- _Items listed in a dataset_
------------------------------------------------

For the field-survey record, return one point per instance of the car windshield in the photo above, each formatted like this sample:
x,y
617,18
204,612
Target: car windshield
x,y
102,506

------------------------------------------------

- _WORK INSTRUCTIONS_
Without omitting anything, reproduce the whole of the data.

- _FINAL ANSWER_
For the field-survey record, return one point per instance of the car windshield in the photo above, each formatted like this sample:
x,y
617,18
204,612
Target: car windshield
x,y
102,506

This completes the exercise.